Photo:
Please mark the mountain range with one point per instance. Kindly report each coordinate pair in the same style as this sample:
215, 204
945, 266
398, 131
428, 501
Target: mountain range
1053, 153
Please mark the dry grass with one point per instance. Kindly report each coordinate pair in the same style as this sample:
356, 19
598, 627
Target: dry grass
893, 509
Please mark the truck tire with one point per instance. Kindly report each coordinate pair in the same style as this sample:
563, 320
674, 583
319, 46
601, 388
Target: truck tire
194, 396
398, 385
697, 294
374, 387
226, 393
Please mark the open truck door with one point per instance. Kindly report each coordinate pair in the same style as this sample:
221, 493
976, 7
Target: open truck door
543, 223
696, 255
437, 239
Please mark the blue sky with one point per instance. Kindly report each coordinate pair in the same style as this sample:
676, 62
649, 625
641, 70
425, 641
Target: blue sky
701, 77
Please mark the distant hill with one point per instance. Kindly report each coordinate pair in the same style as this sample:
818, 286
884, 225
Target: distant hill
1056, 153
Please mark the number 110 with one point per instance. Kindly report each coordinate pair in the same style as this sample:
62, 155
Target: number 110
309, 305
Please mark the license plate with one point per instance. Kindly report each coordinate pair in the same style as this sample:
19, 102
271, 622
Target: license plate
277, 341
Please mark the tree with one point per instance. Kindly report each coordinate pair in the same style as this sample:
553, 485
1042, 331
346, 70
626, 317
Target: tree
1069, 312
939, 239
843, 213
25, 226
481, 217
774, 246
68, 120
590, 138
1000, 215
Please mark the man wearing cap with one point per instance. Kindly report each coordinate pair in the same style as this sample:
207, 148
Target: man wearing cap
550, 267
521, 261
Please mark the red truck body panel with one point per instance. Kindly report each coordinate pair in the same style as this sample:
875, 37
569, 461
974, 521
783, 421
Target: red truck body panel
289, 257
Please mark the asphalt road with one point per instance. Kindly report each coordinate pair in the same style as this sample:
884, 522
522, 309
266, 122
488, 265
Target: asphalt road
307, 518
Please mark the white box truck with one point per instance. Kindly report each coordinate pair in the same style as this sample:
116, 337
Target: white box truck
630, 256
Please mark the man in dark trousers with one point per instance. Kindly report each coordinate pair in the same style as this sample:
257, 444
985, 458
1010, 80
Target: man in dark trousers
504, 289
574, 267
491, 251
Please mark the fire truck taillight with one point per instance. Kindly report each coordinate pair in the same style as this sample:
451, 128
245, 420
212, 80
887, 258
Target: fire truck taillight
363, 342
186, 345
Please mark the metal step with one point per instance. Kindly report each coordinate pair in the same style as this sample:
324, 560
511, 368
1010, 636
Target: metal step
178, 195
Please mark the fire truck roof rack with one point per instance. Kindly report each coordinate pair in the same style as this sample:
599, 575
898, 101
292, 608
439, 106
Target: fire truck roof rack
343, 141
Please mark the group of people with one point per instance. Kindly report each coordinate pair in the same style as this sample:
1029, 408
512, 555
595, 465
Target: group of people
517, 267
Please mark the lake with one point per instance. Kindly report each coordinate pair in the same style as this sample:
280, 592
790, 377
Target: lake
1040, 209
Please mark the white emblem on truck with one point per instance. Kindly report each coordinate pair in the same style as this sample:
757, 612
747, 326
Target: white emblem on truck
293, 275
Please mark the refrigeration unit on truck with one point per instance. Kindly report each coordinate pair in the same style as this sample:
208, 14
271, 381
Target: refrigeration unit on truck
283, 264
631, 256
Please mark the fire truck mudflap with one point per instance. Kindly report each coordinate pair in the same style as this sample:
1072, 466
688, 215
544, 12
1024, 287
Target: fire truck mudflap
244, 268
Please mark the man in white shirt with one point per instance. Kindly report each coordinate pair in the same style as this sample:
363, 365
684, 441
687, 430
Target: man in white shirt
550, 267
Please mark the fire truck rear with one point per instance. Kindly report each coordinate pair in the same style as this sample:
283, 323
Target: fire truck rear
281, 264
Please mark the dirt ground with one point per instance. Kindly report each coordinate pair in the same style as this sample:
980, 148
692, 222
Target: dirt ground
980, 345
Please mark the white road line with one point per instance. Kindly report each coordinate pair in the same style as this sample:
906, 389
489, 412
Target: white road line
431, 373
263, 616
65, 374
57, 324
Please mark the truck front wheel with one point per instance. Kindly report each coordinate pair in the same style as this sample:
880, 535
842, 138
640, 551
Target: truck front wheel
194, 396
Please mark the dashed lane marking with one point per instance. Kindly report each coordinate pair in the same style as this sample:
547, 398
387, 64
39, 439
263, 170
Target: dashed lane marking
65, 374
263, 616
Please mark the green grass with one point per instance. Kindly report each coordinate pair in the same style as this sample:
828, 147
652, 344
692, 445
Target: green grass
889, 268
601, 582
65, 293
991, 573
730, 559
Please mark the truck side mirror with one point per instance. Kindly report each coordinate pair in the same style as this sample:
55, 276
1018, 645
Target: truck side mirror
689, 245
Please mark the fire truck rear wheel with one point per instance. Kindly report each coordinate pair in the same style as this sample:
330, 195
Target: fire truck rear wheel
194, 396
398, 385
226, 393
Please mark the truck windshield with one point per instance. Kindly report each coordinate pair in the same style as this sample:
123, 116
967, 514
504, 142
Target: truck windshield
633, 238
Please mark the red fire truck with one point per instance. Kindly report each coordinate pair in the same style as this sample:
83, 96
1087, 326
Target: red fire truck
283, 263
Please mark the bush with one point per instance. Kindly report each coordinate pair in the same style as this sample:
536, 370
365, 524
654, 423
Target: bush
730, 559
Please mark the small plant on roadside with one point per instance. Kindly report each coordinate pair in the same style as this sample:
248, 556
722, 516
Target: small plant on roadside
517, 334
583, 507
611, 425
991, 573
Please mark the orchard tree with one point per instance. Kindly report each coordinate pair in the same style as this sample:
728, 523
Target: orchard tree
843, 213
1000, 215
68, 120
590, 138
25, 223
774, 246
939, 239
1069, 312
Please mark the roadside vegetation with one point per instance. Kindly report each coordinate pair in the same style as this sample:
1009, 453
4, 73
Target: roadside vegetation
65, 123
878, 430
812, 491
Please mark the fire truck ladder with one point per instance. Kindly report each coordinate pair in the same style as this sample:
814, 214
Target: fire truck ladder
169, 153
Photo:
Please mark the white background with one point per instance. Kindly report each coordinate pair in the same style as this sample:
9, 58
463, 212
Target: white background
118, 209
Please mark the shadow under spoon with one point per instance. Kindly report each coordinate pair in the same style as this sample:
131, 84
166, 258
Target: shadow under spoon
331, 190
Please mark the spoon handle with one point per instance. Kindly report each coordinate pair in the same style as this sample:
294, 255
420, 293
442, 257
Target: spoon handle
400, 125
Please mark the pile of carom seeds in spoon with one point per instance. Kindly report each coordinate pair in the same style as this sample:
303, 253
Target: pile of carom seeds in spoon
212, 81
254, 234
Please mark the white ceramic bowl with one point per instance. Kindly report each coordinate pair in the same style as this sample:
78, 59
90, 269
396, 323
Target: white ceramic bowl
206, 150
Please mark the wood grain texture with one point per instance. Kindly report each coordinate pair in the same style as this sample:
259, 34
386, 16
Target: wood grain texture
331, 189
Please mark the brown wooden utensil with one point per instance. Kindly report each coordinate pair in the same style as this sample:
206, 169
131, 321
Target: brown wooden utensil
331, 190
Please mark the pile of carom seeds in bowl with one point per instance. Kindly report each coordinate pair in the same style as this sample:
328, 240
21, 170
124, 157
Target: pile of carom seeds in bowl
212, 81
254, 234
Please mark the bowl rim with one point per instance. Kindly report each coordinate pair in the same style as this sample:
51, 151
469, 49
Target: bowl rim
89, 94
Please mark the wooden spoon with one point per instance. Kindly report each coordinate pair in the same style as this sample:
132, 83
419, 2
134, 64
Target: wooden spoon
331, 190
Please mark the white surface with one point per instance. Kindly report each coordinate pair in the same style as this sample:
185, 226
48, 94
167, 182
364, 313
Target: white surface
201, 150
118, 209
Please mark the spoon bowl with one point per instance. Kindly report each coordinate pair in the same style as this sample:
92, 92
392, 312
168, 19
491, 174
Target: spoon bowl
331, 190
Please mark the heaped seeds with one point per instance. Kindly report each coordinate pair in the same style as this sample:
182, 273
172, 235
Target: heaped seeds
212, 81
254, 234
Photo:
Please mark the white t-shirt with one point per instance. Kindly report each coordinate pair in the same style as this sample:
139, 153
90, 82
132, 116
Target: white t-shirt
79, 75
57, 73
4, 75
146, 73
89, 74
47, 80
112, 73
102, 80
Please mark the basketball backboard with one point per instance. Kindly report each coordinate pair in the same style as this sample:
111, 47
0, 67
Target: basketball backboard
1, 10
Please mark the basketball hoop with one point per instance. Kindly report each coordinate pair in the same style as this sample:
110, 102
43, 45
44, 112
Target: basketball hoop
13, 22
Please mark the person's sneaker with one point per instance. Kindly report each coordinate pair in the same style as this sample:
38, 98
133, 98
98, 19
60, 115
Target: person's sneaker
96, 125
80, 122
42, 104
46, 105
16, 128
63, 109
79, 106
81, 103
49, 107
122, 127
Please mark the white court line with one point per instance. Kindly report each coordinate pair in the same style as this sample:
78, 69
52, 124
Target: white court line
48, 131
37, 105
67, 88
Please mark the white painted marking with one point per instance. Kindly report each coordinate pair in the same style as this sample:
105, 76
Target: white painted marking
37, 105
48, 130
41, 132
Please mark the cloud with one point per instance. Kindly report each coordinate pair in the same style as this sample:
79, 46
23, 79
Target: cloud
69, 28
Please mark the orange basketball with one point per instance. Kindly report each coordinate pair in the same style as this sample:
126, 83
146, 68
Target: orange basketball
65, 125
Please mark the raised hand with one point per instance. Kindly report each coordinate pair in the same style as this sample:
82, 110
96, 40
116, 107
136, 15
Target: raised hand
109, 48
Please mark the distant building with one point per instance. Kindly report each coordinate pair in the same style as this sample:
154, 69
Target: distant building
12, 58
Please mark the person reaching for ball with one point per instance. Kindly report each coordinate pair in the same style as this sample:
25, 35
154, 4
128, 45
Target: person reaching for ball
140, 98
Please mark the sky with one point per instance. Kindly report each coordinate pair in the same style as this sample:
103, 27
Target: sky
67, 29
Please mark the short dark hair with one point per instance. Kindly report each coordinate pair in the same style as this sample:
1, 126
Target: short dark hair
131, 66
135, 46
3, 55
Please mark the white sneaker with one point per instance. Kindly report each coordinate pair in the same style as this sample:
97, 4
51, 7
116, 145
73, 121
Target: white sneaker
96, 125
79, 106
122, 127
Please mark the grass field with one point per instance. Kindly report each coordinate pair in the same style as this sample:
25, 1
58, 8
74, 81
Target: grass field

__WORK ORDER__: Looking at the entries above, say how many lines hold the word "field". Offer no other text.

__RESPONSE AREA__: 2